* _TASKS AND EXERCISES_
1. Answer these questions using the camera synchronization passage below:
(a) What delay does traversing the StrainMaster Controller PTU add to the pulse?
(b) What is the minimum rise time for the TTL pulse to trigger the Fast-IR 2 K?
(c) According to the difference between the output signals of the two systems, what was the average delay between the acquisitions?
2. Continue the camera synchronization passage below, starting after its final sentence.

start READING PASSAGE

Both the optical and the infrared high-speed cameras have different reaction times to the triggering TTL pulses. Further uncertainty is caused by the electronic circuits and components through which the TTL pulses pass before reaching the cameras. The desynchronization error was defined as the difference between the image acquisition of the high-speed optical and infrared cameras. Coaxial cables of the same length connected the wave generator to both the optical cameras and the infrared camera, therefore they do not add up to the desynchronization of the pulses. The measured delay added to the pulse by traversing the StrainMaster Controller PTU was of 918 ± 2 ns. A pulse of at least 200 ns is required to externally clock the Photron cameras [36], which further adds to the delay as the camera needs to wait this much time before it realizes that it has received a clocking signal. Furthermore, an error of 15.4 ns is further added by having the Photron high-speed cameras in their externally clocked mode. The maximum delay between the generation of the TTL pulse and the true triggering of the Photron cameras is approximately 1133 ns. As for the infrared system, the minimum rise time for the TTL pulse to trigger the Fast-IR 2 K is of 50 ns and the maximum random jitter due to the internal clocking of the Fast-IR 2 K is approximately 300 ns. There was no measurable delay added by the analog gate device. The maximum delay added to the TTL pulse to trigger the IR camera was estimated as 350 ns. The maximum desynchronization error would occur in the case when the delay is maximum for the optical cameras and minimum for the infrared camera. In this situation, the random jitter of the infrared camera would be 0 ns and the infrared camera delay would of 50 ns. The maximum desynchronization error would then be of 1083 ns. Nevertheless, the difference between the output signals from both optical and infrared systems indicated that the average occurring delay between the acquisition was close to 200 ns.

end READING PASSAGE
start SOURCE EXCERPT

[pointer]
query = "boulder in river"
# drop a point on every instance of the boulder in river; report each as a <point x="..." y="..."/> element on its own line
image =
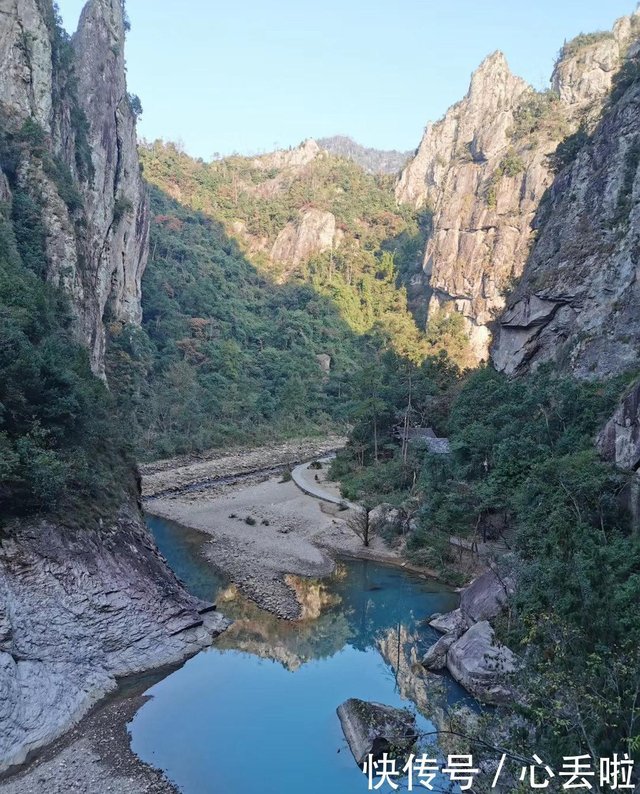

end SOURCE EXCERPT

* _ANSWERS FOR THE TASKS_
1.
(a) 918 ± 2 ns
(b) 50 ns
(c) Close to 200 ns

2.
Mechanical Characterization

Figure 8 shows the stress–strain plots of the investigated materials at different strain rates. The AISI301 is a metastable austenitic stainless steel with a low stacking fault energy. At the lower strain rates, its mechanical strength and strain hardening rates are enhanced by a strain induced martensitic transformation. This phase transformation is also evidenced by the sinusoidal shape of the stress strain curve [37]. The highest tensile strength of roughly 950 MPa was observed on the AISI301 at a strain rates of 2.5·10⁻⁴ s⁻¹. The most ductile material was the AISI316, reaching total elongations of approximately 70% at the lower strain rates of 2.5·10⁻⁴ and 10⁻² s⁻¹. A low strain rate sensitivity was observed in the low alloy TRIP in the low strain rate tests (3.3·10⁻⁴ – 10⁻¹ s⁻¹). At the strain rate of 900 s⁻¹ the mechanical strength increased considerably. The TWIP has the lowest mechanical strength among the investigated materials, but an intermediate ductility of approximately 50% engineering strain. Mechanical strength was considerably higher in the test at 850 s⁻¹ due to the extensive twin formation, which is expected at high strain rates [28]. The AISI316 and TRIP steels have positive strain rate sensitivities at least in most of the test, as the flow stresses increased with an increase in strain rate. The AISI301 has negative strain rate sensitivity at large plastic strains. This is caused by the suppression of the strain induced phase transformation at higher strain rates [37]. The TWIP also has negative strain rate sensitivity between engineering strain of 0 and 30% at the strain rate of 850 s⁻¹, which could be related to the negative strain rate sensitivity of mechanical twinning [28].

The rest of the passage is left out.